### Work to complete
Give back each entry unchanged, minus pictures.

[Object location annotation data]
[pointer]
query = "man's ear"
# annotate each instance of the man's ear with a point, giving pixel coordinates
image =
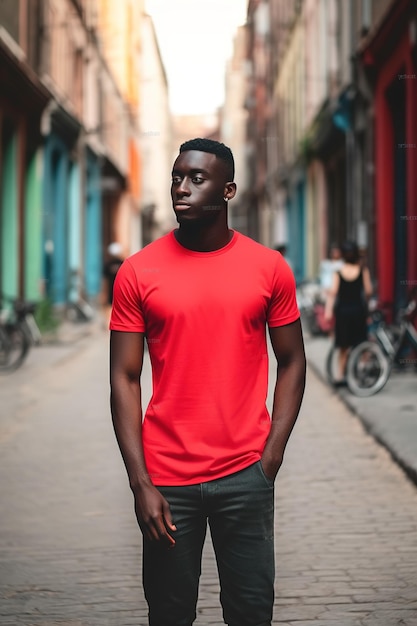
(229, 191)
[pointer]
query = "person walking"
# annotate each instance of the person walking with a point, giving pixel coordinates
(207, 451)
(347, 300)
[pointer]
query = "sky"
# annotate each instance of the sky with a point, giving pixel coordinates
(195, 39)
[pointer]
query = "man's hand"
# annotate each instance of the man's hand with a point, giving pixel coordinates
(270, 467)
(154, 515)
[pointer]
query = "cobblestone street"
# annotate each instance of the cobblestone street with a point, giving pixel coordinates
(70, 550)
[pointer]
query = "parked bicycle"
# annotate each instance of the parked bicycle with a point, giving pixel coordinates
(375, 319)
(18, 332)
(370, 363)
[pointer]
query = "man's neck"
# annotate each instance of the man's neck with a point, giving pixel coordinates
(203, 239)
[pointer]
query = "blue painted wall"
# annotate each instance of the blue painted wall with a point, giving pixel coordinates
(297, 230)
(56, 219)
(9, 245)
(93, 228)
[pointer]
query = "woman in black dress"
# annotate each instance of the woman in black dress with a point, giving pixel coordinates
(347, 301)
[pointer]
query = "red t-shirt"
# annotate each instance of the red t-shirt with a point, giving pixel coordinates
(205, 317)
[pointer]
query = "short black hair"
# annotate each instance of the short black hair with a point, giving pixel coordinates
(213, 147)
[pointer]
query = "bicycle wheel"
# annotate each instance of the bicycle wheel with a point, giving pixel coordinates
(14, 346)
(367, 370)
(333, 366)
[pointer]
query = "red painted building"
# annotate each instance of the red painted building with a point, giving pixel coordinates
(389, 57)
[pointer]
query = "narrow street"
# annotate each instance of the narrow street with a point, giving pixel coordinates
(346, 516)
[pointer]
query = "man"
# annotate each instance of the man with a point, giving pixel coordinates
(207, 451)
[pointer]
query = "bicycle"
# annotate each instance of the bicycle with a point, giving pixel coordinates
(370, 363)
(18, 332)
(332, 360)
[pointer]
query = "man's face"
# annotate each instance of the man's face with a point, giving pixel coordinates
(198, 186)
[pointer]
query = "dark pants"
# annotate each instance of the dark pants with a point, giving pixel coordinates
(240, 511)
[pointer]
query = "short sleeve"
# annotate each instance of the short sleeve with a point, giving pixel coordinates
(127, 314)
(283, 308)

### Exercise answer
[pointer]
query = "man's ear"
# annotate each instance of the man's ear with a point, giving pixel coordinates
image =
(229, 191)
[pointer]
query = "person walking"
# annotate each instance of the person walking with a point, giving pixel coordinates
(207, 451)
(347, 300)
[pointer]
query = "sky"
# annotate each instance of the sky with a point, giving pixel coordinates
(195, 39)
[pointer]
query = "man's hand"
# annotate each instance of the man's hand with a point, giving pixel coordinates
(270, 467)
(154, 515)
[pointer]
query = "cobblestone street"
# annotate each instance of the cobblestone street with a point, giving pixel coordinates
(70, 550)
[pointer]
query = "parked bicycle"
# annotate each instance of the parked bicycle with a point, giving pixel coordinates
(375, 319)
(18, 332)
(370, 363)
[pointer]
query = "man's neck"
# annotate each instance of the man's neck with a point, giving pixel coordinates
(203, 239)
[pointer]
query = "blue painted wall"
# annotate each instance of the blue painted wall with a point, giving pixel coordinates
(297, 230)
(56, 219)
(9, 245)
(93, 228)
[pointer]
query = "woman in black dress"
# annotate each instance of the woman in black dress with a point, giving pixel coordinates
(347, 301)
[pointer]
query = "red t-shirt"
# annotate each instance of the red t-shirt with a point, giving pixel coordinates
(205, 317)
[pointer]
query = "short black hair"
# annotate each instance of the short black hair with a point, giving pixel coordinates
(213, 147)
[pointer]
query = "bicycle wheel"
# annotate each instance of the bicycle wheel with a point, giving pixel coordinates
(14, 346)
(367, 370)
(333, 366)
[pointer]
query = "red painted building"
# annotate each instance of the red painted building with a point, giving pixel coordinates
(389, 57)
[pointer]
query = "narrow street"
# annotate each instance of the narrow street with a point, giving pixel coordinates
(346, 516)
[pointer]
query = "man"
# annotate each instance of the man with a point, giving pixel coordinates
(207, 451)
[pointer]
query = "bicycle"
# annotate each instance of the bicycle with a point, giving pixel coordinates
(370, 363)
(18, 332)
(332, 360)
[pointer]
query = "man's face"
# annotate each instance of the man's face with a point, giving pixel coordinates
(198, 186)
[pointer]
query = "dark pants"
# annotate each instance of the dark pants with a point, giving pixel coordinates
(240, 511)
[pointer]
query = "short sleeve"
# annotate each instance of the short sleeve with a point, giving pixel coordinates
(127, 314)
(283, 308)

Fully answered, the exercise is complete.